Task list →
A. Answer the following questions using the passage on income inequality, marking each answer with the same numeral as its question.
(i) For which year did the Census Bureau release the income data discussed?
(ii) What share of U.S. family income went to the top 20% in 2004?
(iii) By how much did the Gini coefficient rise during George W. Bush's first four years?
B. The passage on income inequality says that measured inequality hit new highs under several administrations. List every administration it names in that statement.
C. Write out the portion of the passage on income inequality starting at "Getting to Gini" and ending at "the shaded area.".

Extract provided →
Like trout irresistibly drawn to flashy lures, the liberal media are always a good bet to get themselves in trouble when the subject of inequality is dangled before them. It happened again the other day when the Census Bureau released income data for 2004. Instantly in high-dudgeon mode, New York Times editorialists noted that the report showed income inequality near alltime highs, then added: "Income inequality is an economic and social ill, but the Administration and the congressional majority don't seem to recognize that."
Given the editorialists' recurring objections to George Bush's tax cuts, their implication here was clear: The Bush Administration has been especially awful in creating inequality. That implication is wrong. The reality is that measured inequality has been rising steadily for close to 30 years and hit successive new highs in the Carter, Reagan, elder Bush and Clinton administrations before doing the exact same thing under the younger Bush.
Getting to Gini
That dotted line depicts the unreal world of perfect equality. The solid line depicts reality in 2004, with half of U.S. family income going to the top 20%. The Gini coefficient, 0.466, is defined to equal twice the shaded area.
![click to view fullsize image](https://images.forbes.com/images/forbes/2005/1010/064.gif)
The standard measure of inequality is the Gini coefficient, signifying the extent to which a society deviates from absolute equality. If everybody has the same income, the coefficient is 0; if the entire GDP belongs to one person, the coefficient is 1. In the U.S. the latest reported coefficient is 0.466. In case you are wondering, it rose more under Clinton--from 0.433 to 0.462--than under any of those other chaps. It rose by only 0.004 during George W. Bush's first four years. In case you are also wondering how many times Times editorialists complained about Clinton's inequality record, the answer is zero. The Washington Post has been equally tendentious, and at one point (Sept. 25, 1998) it ran a front-page story on the 1997 income report in which it stated firmly that the census data showed "income inequality did not increase," even though the data clearly pointed to a substantial one-year increase of 0.004. There was no correction.

Raw data →
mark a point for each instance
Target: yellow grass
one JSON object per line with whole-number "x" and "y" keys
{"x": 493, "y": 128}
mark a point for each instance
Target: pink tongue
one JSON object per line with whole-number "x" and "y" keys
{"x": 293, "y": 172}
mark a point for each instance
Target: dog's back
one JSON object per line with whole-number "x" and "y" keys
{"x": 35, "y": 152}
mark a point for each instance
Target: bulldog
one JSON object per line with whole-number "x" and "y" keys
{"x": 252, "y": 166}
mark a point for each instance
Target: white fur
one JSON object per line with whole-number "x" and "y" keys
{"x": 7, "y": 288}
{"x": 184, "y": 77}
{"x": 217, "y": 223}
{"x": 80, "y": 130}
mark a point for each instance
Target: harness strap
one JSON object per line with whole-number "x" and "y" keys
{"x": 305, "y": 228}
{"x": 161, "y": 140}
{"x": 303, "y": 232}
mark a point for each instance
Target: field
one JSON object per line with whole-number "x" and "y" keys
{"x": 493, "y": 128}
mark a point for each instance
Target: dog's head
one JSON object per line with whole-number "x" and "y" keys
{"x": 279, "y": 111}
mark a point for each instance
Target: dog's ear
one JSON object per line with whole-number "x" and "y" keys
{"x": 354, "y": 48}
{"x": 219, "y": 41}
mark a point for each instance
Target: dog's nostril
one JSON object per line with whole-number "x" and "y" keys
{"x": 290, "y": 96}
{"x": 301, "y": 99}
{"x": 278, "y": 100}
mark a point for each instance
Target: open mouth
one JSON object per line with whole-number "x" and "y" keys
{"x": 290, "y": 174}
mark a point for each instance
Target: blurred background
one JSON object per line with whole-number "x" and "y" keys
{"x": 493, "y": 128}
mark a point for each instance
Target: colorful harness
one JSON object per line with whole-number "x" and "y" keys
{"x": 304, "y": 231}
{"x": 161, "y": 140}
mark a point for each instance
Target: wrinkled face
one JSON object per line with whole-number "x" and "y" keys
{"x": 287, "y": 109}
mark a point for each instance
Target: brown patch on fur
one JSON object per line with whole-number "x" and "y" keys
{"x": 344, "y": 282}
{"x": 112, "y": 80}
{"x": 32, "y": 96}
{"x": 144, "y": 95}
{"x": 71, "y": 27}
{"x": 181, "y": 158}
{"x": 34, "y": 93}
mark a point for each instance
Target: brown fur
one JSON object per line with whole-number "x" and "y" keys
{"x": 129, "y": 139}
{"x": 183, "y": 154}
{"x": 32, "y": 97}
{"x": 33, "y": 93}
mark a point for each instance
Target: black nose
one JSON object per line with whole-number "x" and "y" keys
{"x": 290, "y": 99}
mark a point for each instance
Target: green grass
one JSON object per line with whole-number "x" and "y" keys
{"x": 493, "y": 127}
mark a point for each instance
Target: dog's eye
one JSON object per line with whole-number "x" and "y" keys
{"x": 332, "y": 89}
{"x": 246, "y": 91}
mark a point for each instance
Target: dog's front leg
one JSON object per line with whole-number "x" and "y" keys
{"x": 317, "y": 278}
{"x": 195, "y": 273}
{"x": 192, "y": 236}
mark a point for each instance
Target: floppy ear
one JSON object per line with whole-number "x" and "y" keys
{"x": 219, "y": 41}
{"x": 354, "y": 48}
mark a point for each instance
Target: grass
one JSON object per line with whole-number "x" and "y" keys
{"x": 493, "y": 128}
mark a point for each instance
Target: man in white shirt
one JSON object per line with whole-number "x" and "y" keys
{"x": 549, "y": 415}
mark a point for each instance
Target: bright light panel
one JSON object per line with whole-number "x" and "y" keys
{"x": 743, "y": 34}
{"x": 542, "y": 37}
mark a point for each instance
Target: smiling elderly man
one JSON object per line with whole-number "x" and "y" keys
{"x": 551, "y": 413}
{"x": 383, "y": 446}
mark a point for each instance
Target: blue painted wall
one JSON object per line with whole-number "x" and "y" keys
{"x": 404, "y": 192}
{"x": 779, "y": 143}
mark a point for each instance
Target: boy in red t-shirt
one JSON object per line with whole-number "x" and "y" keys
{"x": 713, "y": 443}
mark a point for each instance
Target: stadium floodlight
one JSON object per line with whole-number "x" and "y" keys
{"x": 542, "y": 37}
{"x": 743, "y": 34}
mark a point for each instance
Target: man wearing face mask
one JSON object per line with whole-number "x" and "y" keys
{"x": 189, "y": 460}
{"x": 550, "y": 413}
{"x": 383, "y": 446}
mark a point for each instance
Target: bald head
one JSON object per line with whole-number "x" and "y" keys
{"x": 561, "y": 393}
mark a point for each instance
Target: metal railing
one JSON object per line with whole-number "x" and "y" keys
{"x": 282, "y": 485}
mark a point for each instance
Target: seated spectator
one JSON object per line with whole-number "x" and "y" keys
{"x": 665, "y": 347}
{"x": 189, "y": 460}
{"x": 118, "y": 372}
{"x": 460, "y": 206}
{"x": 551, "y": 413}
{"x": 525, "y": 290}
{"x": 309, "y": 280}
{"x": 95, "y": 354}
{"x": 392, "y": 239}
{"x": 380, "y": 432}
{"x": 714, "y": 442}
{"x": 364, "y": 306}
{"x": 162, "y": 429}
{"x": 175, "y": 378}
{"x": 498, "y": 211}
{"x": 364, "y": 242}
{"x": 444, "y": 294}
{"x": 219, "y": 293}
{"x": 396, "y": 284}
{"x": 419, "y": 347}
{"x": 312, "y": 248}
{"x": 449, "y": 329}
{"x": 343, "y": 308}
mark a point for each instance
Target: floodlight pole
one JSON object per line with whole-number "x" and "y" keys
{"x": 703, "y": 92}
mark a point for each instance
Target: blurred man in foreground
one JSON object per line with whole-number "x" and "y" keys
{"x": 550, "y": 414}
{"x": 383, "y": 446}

Answers to this exercise →
A.
(i) 2004
(ii) Half
(iii) By 0.004

B. Carter, Reagan, the elder Bush, Clinton, and the younger Bush

C.
Getting to Gini
That dotted line depicts the unreal world of perfect equality. The solid line depicts reality in 2004, with half of U.S. family income going to the top 20%. The Gini coefficient, 0.466, is defined to equal twice the shaded area.